[Excerpted records — start]

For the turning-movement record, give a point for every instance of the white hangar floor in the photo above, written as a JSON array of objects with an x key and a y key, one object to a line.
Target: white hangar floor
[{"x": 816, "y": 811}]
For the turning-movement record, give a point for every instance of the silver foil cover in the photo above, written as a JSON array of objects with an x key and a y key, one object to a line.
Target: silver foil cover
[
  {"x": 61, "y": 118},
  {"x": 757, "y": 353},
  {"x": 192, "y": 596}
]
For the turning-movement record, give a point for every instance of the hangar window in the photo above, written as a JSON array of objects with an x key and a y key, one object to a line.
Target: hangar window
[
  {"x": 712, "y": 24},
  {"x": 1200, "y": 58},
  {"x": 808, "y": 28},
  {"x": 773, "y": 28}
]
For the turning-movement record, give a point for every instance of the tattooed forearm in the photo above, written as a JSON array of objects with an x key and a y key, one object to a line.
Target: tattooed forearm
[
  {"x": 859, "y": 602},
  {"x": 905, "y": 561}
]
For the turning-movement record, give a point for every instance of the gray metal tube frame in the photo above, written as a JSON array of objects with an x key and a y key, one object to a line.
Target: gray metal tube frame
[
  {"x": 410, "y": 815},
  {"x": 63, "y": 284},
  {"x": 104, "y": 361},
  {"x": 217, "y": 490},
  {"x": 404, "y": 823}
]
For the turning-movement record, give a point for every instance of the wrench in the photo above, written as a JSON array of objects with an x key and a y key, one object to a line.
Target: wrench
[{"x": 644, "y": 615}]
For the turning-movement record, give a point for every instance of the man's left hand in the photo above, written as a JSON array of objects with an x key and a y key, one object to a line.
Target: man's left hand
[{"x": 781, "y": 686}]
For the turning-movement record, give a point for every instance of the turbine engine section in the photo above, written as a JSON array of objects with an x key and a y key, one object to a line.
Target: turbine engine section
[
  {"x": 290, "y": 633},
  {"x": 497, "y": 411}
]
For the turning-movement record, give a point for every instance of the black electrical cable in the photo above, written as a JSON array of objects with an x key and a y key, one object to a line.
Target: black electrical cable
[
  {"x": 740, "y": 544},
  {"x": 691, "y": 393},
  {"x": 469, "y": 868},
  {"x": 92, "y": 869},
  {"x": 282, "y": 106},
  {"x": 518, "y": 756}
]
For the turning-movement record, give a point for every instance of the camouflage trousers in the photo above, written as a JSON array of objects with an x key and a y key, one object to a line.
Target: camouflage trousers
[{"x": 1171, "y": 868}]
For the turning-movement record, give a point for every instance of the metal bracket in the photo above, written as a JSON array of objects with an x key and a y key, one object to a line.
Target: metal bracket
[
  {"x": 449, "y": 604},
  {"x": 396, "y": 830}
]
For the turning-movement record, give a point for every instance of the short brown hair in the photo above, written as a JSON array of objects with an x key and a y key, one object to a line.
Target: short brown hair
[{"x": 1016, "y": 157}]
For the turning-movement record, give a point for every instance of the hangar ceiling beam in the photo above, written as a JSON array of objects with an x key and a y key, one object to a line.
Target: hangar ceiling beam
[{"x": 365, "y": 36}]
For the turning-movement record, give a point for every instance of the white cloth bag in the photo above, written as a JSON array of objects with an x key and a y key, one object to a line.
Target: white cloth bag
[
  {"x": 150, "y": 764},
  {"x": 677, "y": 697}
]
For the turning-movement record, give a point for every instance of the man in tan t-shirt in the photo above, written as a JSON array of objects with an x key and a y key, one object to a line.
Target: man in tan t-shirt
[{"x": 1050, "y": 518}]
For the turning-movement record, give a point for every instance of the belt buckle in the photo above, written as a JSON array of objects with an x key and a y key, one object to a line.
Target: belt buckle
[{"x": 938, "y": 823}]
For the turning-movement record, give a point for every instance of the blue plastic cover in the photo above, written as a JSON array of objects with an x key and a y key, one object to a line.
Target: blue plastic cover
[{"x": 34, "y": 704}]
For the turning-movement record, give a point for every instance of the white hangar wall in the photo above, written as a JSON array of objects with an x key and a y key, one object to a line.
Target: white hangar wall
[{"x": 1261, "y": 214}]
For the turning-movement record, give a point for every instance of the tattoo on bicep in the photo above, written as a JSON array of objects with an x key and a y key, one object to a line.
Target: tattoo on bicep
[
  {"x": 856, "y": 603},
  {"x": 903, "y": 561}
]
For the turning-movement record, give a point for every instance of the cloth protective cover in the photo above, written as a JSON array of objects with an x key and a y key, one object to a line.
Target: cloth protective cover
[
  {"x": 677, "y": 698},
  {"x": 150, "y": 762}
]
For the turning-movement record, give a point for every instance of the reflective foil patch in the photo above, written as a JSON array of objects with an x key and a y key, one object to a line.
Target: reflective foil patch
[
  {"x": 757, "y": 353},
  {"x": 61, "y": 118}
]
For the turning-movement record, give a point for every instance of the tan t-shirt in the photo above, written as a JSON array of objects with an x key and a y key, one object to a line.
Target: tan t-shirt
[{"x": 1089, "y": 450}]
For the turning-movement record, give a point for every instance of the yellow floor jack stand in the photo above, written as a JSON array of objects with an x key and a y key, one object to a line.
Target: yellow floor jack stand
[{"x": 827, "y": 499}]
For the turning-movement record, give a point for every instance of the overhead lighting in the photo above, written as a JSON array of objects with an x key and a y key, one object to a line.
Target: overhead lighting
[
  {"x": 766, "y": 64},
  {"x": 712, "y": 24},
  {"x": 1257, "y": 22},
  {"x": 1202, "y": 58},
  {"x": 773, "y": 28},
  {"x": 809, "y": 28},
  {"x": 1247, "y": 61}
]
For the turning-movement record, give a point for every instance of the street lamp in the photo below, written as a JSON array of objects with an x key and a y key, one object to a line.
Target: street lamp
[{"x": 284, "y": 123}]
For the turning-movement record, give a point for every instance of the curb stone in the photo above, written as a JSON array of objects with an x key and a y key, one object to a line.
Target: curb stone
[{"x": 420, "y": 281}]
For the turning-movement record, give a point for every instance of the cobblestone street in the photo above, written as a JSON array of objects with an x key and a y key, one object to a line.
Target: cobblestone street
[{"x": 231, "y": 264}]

[Excerpted records — finish]

Exact output of every entry is required.

For the turning-movement record, give a point for every instance of the white hangar floor in the photo above, written as a JSON array of objects with an x key and a y key, one object to a line.
Target: white hangar floor
[{"x": 816, "y": 811}]
For the turning-movement record, give a point for every instance of the silver foil cover in the photo above, written as a JSON array of objects with an x key and a y key, one object to a line.
Target: silver foil cover
[
  {"x": 61, "y": 118},
  {"x": 757, "y": 353},
  {"x": 192, "y": 596}
]
For the turning-movement record, give a point for every instance of the hangar window in the photo above, written as a JSON array of objects with an x key and a y key, one object to a line.
Target: hangar window
[
  {"x": 712, "y": 24},
  {"x": 1200, "y": 58},
  {"x": 808, "y": 28},
  {"x": 773, "y": 28}
]
For the turning-movement record, give a point for every instance of the tattooed forearm in the photo above, written as a JSON array of objects with an x key and a y key, one object to a line.
Target: tattooed forearm
[
  {"x": 859, "y": 602},
  {"x": 905, "y": 561}
]
For the turning-movement record, give a point for every instance of the gray metal tube frame in the photo above, written as a JSON array of objects with an x key and a y key, one object to a line.
Target: gray metal tube frame
[
  {"x": 410, "y": 815},
  {"x": 63, "y": 284},
  {"x": 104, "y": 361},
  {"x": 217, "y": 490},
  {"x": 404, "y": 823}
]
For the turning-movement record, give a point for every instance of the wrench in the photo above, written as a JSON array of objects with an x key and a y key, one object to a line.
Target: wrench
[{"x": 644, "y": 615}]
For the turning-movement record, give a point for every instance of the man's left hand in the photo above, written as a JSON array of objects with an x key and a y key, one object to a line.
Target: man's left hand
[{"x": 781, "y": 686}]
For the turning-movement record, give a point for every instance of the turbine engine section in the photo above, written as a JSON array of objects with an x key and a y key, one object to a line.
Target: turbine engine section
[
  {"x": 290, "y": 633},
  {"x": 497, "y": 411}
]
For the turning-movement record, give a point for every instance of the black electrical cable in the photo above, written as a JSON array of objects with an x key and a y key, one object to a line.
Target: black electrical cable
[
  {"x": 740, "y": 544},
  {"x": 691, "y": 393},
  {"x": 469, "y": 868},
  {"x": 92, "y": 869},
  {"x": 282, "y": 106},
  {"x": 518, "y": 756}
]
For the turning-movement record, give a point for every instance of the camouflage trousers in the photo above, written as a JSON array of objects with an x key and a y key, one object to a line.
Target: camouflage trousers
[{"x": 1171, "y": 868}]
For the turning-movement record, give a point for every instance of the metal bracket in the photo above, written as a JSON array of objects with an x key and a y key, one object to a line.
Target: metal bracket
[
  {"x": 449, "y": 604},
  {"x": 396, "y": 830}
]
For the turning-movement record, give a point for every instance of the short brown hair in the photo above, written as a JSON array of objects with an x key and a y key, one object to a line.
Target: short brown hair
[{"x": 1016, "y": 157}]
For the turning-movement record, give a point for every instance of the hangar ceiling beam in the photo above, written as a JSON array of objects with an x key and a y key, one object to a line.
Target: hangar ceiling beam
[{"x": 365, "y": 36}]
For the turning-movement record, give a point for every instance of the white cloth bag in the photo above, written as a JSON array of objects with an x key and a y key, one object to a line.
Target: white cloth bag
[
  {"x": 150, "y": 764},
  {"x": 677, "y": 697}
]
For the turning-movement record, give a point for every instance of the man in tan t-shirt in the photo above, written as a JSON array of objects with an x key and a y key, one object to a line.
Target: man in tan t-shirt
[{"x": 1050, "y": 518}]
For the turning-movement record, give a point for every instance of the belt buckle in the photo above, written as a JSON array of objects with an x key and a y key, one object to a line.
Target: belt buckle
[{"x": 938, "y": 823}]
For the turning-movement record, give a point for every instance of the blue plastic cover in the photo above, written as a JSON array of objects with an x key and a y key, one object to a line.
Target: blue plastic cover
[{"x": 34, "y": 704}]
For the turning-movement record, give a point for every instance of the white hangar wall in the photo above, written as a JSON array of objects with an x key and a y key, one object to a line.
Target: white hangar wall
[{"x": 1261, "y": 214}]
For the turning-movement record, give a point for every instance of the tattoo on bicep in the photo above, written as a JSON array of objects with an x key and a y key, one object to a line.
Target: tattoo on bicep
[
  {"x": 856, "y": 603},
  {"x": 903, "y": 561}
]
For the turning-movement record, give a point for every instance of the cloth protective cover in the photo above, written as a JSON array of objects with an x key and a y key, one object to a line.
Target: cloth protective cover
[
  {"x": 677, "y": 698},
  {"x": 150, "y": 762}
]
For the turning-movement record, give a point for every instance of the reflective foil patch in the photo above, written as a JSON array of objects with an x key and a y key, one object to a line.
Target: reflective foil patch
[
  {"x": 757, "y": 353},
  {"x": 61, "y": 118}
]
For the turning-movement record, give a point for every instance of the tan t-shirt in the photo above, written as a JSON array of objects with an x key and a y key, one object to a line.
Target: tan t-shirt
[{"x": 1089, "y": 450}]
For the turning-movement record, give a point for every instance of the yellow floor jack stand in the photo above, written as a JSON array of objects with an x key and a y key, one object to a line.
Target: yellow floor jack stand
[{"x": 827, "y": 499}]
For the turning-movement record, give a point for every instance of the overhead lighting in the photo above, written as a JSON array of objects with an x key and a y key, one object to a line.
Target: overhead lighting
[
  {"x": 766, "y": 64},
  {"x": 712, "y": 24},
  {"x": 1257, "y": 22},
  {"x": 1202, "y": 58},
  {"x": 773, "y": 28},
  {"x": 809, "y": 28},
  {"x": 1247, "y": 61}
]
For the turning-movement record, give a point for every instance of the street lamp in the photo below, written as a JSON array of objects with an x key and a y key, one object to a line.
Target: street lamp
[{"x": 284, "y": 123}]
For the turning-movement record, give a point for every instance of the curb stone in the photo above, written as a JSON array of objects with an x key and a y key, one object to a line.
Target: curb stone
[{"x": 420, "y": 281}]
For the turning-movement record, give a point for every instance of the cobblestone street in the photo above, written as a JSON array of objects with an x key and a y key, one object to a line.
Target: cobblestone street
[{"x": 231, "y": 264}]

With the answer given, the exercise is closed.